### WHAT YOU WILL DO
Can you carry on the account of a Jesuit priest's path to ordination, picking up right after its last sentence?

### PASSAGE GIVEN
Sometimes gems appear that seem so pertinent. Fr.Paul Lickreig, is a recently ordained Jesuit from the USA. His prose is beautiful as he tells his story.
I was just ordained a Jesuit Priest.
The
process took (about) eleven years. Discerning a vocation, though… that is something else. It’s what I have been doing all along.
We all have stories that describe who we are. For me… becoming a priest was not the tale I wanted to tell. Of course, we often don’t understand vocations until they are already upon us.
So, sometimes I tell the story like I am revealing the life of a minor prophet: I was just a humble lifter of furniture in the city of Minneapolis stumble-bumming through a fantastic early-twenties existence with my car and my motorcycle… yeah.
It was the early mid-nineties and I was listening to Revolution Radio and spoken word, drinking coffee and spouting fantastic poems into the night sky. I could be found in smoke-lit warehouses speaking “my truth,” under a pseudonym, or appearing on a stage called “Balls,” at midnight, in the seven corners.
My friends were ex-junkies, street kids, skate-punks, wanna-bes and future felons. We used to sneak into old buildings to throw up… art. Genius dreams from spray cans spread out on walls that no one would ever see.
And then it happened… It’s almost 14 years since I heard “the call.” I can only tell you where I was because it was so completely unexpected, and I was not all that inclined to listen.
But I did. After spending years skipping mass I had finally returned to church. I felt like I needed to re-examine it… faith…
I wanted to dig my fingers into the questions of existence, to peel the rind off those slices of belief from my youth and taste something real, something that named what I felt in my core.
The being of God… I knew there must be something more, something so big that every word we pinned on it was just an entrée into another way of seeing its presence.
So there I was on a“priest-drive” Sunday listening to a gaunt, bespectacled face in the pulpit talk vocations. “Have you or anyone you know ever thought of being a priest? Well, call the number on this bulletin and we’ll put you in touch with our trained staff…”

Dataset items
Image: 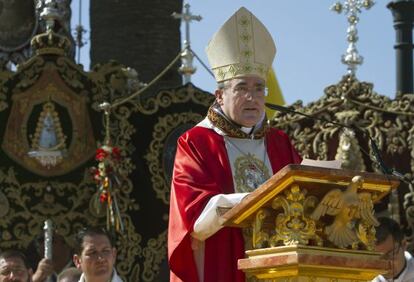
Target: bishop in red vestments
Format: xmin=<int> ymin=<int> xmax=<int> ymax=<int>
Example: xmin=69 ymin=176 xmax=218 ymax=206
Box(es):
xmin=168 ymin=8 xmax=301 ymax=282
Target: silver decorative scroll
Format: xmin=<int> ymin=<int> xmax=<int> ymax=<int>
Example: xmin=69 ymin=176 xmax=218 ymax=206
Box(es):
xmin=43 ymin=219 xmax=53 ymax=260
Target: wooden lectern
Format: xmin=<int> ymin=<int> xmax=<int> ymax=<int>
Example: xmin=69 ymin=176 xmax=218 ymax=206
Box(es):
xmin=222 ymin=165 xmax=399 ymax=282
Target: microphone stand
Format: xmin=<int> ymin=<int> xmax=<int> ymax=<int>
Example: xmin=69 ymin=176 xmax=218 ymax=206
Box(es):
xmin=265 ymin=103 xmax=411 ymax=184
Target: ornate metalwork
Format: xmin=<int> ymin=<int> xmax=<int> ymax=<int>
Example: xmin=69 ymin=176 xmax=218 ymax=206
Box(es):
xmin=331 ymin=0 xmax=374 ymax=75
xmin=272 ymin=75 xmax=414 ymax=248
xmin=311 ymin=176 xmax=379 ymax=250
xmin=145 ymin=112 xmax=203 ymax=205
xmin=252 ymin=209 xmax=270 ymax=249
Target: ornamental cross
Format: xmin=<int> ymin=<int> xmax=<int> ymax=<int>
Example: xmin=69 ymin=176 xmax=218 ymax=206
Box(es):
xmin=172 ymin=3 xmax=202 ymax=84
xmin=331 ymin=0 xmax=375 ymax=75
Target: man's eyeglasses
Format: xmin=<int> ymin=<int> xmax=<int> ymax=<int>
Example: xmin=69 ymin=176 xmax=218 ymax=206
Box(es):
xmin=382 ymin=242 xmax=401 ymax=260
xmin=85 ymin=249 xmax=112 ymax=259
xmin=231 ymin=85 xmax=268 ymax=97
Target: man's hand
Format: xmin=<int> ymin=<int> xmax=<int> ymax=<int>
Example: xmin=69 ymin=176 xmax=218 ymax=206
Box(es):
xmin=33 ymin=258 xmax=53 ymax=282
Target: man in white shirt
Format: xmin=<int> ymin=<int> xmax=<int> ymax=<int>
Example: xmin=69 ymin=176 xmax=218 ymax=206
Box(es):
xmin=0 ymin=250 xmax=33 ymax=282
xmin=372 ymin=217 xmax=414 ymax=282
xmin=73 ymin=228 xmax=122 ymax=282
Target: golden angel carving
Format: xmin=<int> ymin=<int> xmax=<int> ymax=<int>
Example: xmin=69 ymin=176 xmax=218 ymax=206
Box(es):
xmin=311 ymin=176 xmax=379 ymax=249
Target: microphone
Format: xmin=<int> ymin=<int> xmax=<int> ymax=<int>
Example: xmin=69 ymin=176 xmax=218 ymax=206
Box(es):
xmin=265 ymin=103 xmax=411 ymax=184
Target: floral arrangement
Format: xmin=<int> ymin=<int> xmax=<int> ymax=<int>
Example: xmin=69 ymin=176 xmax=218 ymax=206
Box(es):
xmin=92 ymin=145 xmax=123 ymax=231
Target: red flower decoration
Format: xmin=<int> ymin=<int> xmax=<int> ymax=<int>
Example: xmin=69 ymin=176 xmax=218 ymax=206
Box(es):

...

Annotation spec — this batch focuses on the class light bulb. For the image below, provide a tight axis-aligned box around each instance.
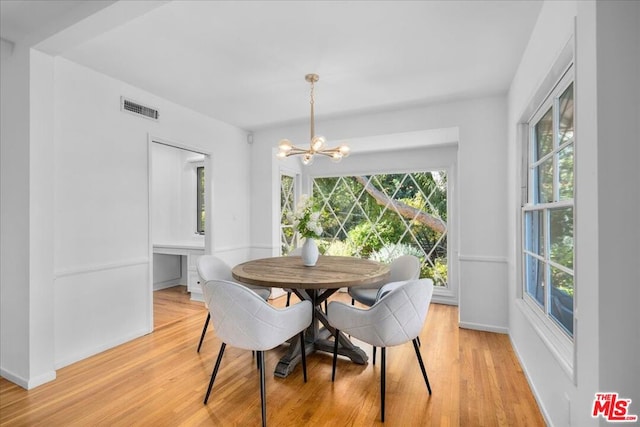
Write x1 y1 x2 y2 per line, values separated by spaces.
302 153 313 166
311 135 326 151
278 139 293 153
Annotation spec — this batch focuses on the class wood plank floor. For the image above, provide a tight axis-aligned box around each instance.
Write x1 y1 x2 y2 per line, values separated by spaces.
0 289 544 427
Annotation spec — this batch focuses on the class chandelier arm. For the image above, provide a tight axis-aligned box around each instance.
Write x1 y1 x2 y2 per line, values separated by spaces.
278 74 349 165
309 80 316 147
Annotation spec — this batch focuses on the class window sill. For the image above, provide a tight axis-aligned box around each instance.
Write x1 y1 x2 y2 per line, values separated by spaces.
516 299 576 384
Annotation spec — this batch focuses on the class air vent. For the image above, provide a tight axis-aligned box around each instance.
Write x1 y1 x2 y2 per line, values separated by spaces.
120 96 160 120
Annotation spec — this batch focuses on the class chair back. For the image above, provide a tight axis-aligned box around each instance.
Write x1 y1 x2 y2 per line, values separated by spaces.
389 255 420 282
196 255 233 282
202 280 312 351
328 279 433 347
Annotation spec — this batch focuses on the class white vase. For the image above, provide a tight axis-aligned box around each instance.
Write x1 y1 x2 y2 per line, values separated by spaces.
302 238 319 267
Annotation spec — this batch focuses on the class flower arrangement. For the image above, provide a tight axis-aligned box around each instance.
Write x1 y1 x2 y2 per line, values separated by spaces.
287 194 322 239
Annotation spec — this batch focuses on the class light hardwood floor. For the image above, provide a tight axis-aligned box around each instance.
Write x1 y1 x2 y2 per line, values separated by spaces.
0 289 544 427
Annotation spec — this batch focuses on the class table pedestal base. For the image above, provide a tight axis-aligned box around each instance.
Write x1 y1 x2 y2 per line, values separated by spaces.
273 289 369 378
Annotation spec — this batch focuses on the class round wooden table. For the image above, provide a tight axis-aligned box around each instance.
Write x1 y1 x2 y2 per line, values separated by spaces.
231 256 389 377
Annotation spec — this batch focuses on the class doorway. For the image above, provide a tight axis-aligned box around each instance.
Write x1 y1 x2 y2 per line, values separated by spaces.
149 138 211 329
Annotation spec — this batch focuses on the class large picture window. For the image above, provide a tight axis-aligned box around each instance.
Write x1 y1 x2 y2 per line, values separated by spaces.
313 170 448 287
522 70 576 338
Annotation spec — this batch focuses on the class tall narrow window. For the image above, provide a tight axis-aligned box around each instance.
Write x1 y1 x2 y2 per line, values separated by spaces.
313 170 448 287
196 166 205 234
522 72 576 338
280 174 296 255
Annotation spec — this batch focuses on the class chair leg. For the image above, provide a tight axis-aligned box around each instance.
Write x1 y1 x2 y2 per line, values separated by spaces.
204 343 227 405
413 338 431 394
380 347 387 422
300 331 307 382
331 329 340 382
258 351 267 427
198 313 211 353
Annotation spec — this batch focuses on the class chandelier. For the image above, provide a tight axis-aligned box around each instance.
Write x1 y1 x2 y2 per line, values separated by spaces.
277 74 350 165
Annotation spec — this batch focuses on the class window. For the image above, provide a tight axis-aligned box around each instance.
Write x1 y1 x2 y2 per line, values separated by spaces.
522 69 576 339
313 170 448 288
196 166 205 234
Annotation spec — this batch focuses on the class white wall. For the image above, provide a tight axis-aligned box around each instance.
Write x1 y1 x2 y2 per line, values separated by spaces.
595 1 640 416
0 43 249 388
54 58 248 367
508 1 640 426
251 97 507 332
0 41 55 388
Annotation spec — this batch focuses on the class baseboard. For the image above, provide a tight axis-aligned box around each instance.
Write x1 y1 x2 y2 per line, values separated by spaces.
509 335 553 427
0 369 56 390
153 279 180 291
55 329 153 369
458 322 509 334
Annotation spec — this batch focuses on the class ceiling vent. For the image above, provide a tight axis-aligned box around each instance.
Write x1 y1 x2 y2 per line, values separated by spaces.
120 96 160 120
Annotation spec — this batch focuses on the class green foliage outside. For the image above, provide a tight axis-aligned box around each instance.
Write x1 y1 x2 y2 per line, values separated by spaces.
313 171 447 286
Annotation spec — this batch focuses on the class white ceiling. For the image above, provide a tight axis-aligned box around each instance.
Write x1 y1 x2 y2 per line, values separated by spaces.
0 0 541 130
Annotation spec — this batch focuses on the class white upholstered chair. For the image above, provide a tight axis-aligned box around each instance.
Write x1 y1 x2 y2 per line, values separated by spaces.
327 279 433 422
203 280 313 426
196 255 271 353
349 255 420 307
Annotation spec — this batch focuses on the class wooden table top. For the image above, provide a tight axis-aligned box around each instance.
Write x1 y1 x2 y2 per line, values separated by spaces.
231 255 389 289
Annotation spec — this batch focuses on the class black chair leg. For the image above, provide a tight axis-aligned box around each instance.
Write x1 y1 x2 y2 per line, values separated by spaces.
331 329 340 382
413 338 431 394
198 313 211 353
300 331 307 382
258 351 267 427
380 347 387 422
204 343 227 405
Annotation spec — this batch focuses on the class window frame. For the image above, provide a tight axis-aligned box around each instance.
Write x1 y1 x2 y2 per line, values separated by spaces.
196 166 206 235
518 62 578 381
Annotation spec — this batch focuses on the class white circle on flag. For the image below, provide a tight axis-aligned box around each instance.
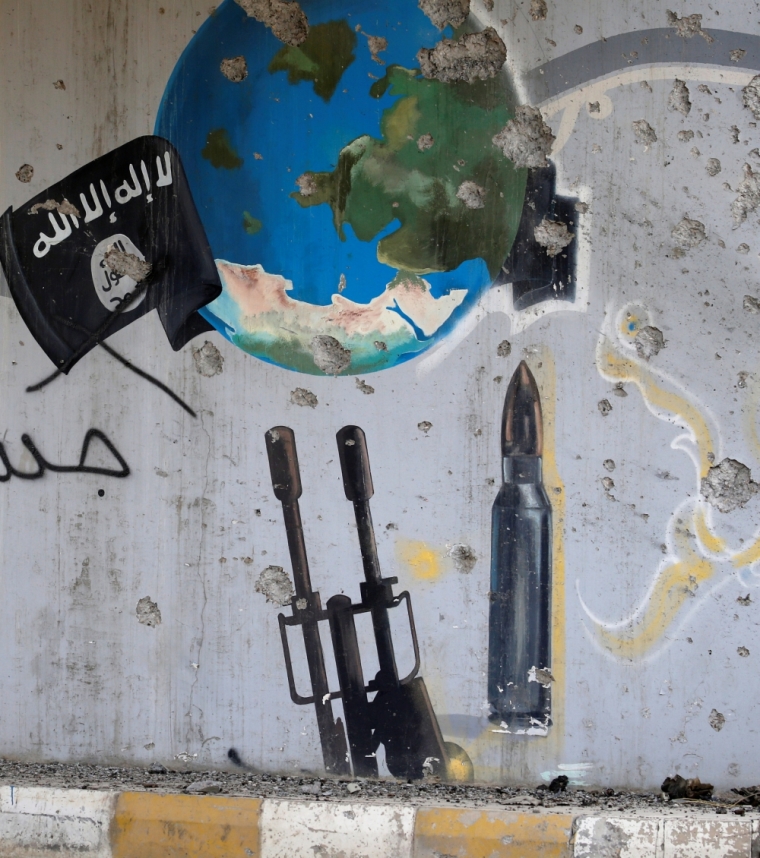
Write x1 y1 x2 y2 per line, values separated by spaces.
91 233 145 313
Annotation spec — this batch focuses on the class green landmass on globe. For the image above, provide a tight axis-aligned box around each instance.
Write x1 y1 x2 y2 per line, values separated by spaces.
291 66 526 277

### WRITTEN ANSWER
One minute everything was fine. I was sitting in the back of church next to my older (much cooler) brother, thinking about whether or not I was hungry. The next thing I knew I was crying.
I could feel his eyes from the pulpit, a guy in a collar I neither liked nor disliked (man or collar) asking me a question. I put my head down and rubbed the outside of my eye, hiding my face, trying not to sniffle in a way that my brother would notice.
“I wanted to dig my fingers…” Whiskey Tango Foxtrot That was the beginning…
Like that. A thunderbolt… of the softest kind. “Oh God. You duped me, and I let myself be duped.”
Despite my best attempts, I had become a believer. And ever since my vocation has been one long response.
Thirteen years gone since I met her, “The one” a proverbial “Brick House” (according to the prophets “Commodore” in the book of Motown).
I realized only after some months while I could not imagine wanting more in my relationship with her I could not ignore the feeling that something else was calling me.
Twelve years since I sat waiting in prayer at some stupid retreat I could not even believe I was going on, only to hear the words “Oh shit, I think I am going to be a Jesuit.” emerge so crisply and distinctly that my stomach turned in excitement and fear.
Eleven years since I walked up the gray Novitiate steps with a backpack and two large Tupperware tubs, my entire life packed into twelve square feet, and left my family and friends for reasons I could never quite name.
Ten years since I cried during Eucharist in front of people that I loved, for the second time, and realized for the first time that the blood is real. It is the blood of Christ mingled with every person, man or woman, who has ever tried to live for something more than their own ends and desires.
Nine years since I lay in my bed at a Jesuit house in the Bronx thinking of everything that I left behind and I heard myself say “I have made the biggest mistake of my life.”
Eight years since I told my provincial that I was on the verge of leaving and he said, “It sounds like you need to imagine how your life needs to look for you to live it.” As one friend said, “If you are not free to go, you are not free to stay.”
Seven years since I realized that my deepest desire was something I had known all along. I wanted to be a preacher and confessor: speaking words that few people would listen to, ministering a sacrament most do not think they need.
Six years since I stood as a first year teacher in my poorly decorated classroom filled with twenty 15-year-olds realizing that they would teach me forgiveness and generosity.
Five years since I learned how my greatest failures in keeping the vows were not physical, but relational. Vows not lived with patience and compassion are vows not lived at all.
Four years since I accepted that my desire to live as a celibate would require me to let go of my desire to live with a woman.
Three years since I listened to the critique of the most critical people I knew and heard them tell me “We want you to be our priest.”
Two years since I began again to find life in places that I had thought were taboo: laughing with renegade seekers, those who had denied faith in anything at all.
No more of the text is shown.